WHAT YOU NEED TO DO — Output the line containing "TARGET = truck bumper" and all subsequent lines of the listing below, copied exactly, with no other lines.

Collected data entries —
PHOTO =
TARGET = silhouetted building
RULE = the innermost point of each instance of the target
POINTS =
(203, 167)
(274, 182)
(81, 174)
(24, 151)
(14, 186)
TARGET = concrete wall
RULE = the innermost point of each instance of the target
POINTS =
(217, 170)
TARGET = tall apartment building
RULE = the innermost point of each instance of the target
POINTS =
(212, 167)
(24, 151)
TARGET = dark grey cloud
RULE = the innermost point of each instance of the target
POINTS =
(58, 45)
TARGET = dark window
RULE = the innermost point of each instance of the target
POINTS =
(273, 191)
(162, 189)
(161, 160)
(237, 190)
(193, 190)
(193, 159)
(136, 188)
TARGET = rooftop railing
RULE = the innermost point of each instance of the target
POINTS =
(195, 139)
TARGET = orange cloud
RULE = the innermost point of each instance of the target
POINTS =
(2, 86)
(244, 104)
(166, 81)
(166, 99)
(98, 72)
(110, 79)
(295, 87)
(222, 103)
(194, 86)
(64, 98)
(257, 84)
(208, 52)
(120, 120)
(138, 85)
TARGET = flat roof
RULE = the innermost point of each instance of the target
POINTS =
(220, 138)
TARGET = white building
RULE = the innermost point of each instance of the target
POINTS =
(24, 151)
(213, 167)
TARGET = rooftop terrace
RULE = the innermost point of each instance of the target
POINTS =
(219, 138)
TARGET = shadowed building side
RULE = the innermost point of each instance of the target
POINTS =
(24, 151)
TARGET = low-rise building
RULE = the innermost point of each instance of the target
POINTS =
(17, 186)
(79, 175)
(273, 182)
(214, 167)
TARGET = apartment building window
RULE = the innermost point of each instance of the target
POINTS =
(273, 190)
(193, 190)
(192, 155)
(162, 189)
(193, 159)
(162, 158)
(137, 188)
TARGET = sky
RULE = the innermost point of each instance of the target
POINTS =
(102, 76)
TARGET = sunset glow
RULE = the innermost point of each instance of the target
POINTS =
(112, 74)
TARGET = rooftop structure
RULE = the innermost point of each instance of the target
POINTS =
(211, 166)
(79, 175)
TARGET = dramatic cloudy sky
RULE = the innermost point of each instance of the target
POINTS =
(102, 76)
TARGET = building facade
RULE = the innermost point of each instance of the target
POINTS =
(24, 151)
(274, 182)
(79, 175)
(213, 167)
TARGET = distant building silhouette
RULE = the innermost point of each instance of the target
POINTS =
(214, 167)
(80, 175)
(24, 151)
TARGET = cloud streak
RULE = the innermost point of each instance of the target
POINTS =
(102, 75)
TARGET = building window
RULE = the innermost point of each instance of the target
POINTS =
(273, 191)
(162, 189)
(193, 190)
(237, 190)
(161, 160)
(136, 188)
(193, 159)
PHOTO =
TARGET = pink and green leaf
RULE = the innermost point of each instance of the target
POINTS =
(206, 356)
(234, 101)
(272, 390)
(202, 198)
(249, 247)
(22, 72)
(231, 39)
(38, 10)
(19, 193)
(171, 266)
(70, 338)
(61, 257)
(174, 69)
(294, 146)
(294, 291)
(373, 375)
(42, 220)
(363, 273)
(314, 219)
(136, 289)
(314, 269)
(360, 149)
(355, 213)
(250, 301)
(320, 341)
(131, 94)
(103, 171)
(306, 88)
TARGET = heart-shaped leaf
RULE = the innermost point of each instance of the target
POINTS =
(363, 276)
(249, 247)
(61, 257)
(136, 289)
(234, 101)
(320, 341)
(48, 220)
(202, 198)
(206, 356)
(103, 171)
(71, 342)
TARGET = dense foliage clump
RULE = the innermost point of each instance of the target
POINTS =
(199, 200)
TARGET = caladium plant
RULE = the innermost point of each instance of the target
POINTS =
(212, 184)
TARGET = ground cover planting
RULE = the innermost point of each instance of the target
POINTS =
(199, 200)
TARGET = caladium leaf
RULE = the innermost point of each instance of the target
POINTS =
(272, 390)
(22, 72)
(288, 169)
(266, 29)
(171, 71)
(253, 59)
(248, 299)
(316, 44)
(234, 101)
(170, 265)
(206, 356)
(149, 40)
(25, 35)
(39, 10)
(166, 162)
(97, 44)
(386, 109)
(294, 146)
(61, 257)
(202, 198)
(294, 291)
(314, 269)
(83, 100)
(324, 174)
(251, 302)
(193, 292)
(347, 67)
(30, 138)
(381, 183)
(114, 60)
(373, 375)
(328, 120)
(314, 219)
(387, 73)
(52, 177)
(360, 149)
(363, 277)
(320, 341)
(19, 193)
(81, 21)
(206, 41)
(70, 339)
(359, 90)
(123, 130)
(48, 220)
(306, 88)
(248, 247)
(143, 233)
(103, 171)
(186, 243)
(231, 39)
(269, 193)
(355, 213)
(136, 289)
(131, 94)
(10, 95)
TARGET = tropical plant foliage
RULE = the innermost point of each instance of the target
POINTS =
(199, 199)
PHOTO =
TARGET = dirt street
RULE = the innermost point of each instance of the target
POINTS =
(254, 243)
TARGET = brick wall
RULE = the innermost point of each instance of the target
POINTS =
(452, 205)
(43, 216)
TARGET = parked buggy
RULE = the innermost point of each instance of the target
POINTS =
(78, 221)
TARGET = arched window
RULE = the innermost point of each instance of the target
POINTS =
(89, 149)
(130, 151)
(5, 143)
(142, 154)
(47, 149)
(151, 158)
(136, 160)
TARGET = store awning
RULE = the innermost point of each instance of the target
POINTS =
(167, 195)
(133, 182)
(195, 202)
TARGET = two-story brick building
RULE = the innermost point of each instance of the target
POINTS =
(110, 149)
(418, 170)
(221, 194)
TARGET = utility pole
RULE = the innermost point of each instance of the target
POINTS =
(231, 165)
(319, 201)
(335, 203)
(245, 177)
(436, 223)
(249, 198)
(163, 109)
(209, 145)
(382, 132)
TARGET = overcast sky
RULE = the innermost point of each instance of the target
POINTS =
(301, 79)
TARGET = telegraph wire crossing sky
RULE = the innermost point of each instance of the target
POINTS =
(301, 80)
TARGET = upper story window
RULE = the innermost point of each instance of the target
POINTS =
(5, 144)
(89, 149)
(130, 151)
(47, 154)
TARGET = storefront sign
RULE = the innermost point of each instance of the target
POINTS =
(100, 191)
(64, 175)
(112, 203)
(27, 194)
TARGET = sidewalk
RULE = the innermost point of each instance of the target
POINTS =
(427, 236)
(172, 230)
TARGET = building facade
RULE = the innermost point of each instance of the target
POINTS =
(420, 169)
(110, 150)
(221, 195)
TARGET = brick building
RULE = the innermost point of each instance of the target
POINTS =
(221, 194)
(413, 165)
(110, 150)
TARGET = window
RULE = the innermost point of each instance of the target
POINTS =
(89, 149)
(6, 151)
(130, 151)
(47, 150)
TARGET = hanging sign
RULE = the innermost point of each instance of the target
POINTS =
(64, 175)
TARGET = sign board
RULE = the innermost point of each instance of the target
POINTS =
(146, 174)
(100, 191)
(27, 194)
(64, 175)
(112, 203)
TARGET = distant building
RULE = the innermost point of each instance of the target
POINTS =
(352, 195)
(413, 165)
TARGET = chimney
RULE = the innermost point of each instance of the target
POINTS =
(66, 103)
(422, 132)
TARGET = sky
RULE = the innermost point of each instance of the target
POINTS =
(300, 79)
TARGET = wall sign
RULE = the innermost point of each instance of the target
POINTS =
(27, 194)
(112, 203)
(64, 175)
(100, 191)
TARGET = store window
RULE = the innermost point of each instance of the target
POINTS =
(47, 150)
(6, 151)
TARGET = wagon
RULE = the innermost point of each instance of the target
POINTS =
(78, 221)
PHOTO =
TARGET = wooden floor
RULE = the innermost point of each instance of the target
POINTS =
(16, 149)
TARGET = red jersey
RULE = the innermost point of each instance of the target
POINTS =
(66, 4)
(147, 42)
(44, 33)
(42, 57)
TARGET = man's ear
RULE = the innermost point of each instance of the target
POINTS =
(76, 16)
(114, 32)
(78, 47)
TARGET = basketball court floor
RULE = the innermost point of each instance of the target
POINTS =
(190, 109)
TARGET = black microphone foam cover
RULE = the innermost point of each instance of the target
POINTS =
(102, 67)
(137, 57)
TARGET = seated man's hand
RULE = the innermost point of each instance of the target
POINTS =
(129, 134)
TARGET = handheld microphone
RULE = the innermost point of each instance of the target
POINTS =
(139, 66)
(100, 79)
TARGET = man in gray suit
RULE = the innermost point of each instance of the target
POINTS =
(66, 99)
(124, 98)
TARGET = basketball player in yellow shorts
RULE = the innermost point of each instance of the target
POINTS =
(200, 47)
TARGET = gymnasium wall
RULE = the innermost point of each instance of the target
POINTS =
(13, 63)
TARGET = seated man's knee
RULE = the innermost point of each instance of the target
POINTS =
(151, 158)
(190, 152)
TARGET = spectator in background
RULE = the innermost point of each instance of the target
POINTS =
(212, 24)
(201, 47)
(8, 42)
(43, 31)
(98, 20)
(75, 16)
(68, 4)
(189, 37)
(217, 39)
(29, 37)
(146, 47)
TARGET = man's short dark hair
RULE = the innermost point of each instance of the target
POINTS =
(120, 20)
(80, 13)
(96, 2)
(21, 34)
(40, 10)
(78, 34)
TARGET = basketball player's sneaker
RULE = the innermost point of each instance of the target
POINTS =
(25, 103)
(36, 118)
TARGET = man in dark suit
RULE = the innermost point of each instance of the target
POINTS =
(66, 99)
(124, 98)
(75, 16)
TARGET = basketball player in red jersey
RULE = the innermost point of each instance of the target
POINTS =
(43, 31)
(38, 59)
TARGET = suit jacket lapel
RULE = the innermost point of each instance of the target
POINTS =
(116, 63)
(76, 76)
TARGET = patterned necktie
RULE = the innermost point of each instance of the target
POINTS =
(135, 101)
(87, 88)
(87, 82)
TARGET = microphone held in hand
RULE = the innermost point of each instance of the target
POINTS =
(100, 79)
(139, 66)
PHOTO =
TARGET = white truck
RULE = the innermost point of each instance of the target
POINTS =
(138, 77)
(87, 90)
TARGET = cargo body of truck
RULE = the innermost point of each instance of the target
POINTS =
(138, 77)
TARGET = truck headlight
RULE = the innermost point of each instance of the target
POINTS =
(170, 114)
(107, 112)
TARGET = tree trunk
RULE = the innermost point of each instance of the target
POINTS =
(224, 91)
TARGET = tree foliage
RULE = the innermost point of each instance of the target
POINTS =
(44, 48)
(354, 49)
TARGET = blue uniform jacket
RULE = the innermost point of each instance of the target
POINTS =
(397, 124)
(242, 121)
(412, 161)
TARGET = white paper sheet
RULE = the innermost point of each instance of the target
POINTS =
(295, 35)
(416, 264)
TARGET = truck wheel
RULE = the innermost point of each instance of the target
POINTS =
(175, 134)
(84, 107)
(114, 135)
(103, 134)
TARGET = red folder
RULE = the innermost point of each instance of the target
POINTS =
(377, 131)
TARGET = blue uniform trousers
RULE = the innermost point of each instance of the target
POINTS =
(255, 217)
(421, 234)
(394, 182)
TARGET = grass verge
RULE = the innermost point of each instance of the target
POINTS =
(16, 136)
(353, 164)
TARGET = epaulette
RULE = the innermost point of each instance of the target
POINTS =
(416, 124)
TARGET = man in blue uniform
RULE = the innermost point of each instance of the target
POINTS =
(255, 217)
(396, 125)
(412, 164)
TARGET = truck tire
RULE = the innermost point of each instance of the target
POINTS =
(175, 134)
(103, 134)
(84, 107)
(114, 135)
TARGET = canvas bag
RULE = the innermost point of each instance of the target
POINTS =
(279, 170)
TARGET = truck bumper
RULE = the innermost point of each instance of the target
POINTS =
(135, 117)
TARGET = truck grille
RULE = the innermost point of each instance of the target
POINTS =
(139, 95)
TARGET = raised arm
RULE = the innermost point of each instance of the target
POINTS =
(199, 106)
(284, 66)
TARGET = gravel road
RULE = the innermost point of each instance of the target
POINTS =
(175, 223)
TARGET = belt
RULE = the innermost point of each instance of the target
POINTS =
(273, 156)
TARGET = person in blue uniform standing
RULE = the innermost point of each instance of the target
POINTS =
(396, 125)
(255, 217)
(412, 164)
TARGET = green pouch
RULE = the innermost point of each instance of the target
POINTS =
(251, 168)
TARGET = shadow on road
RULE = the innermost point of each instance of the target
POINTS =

ANSWER TO THIS TASK —
TARGET = truck bumper
RULE = the innermost point of each instance of the target
POINTS =
(135, 117)
TARGET = truck grille
RULE = the innermost point of each instance of the target
POINTS =
(139, 95)
TARGET = raised arm
RULE = the innermost point of each instance of the target
POINTS =
(199, 106)
(284, 66)
TARGET = gravel road
RULE = the innermost point of each instance of the target
POINTS =
(175, 223)
TARGET = belt
RULE = the innermost point of each instance of the target
POINTS =
(273, 156)
TARGET = person in blue uniform standing
RULE = the innermost point of each instance of the target
POINTS =
(396, 125)
(255, 217)
(412, 164)
TARGET = green pouch
RULE = the innermost point of each instance of the target
POINTS =
(251, 168)
TARGET = shadow on road
RULE = the innermost point of each instance of the target
POINTS =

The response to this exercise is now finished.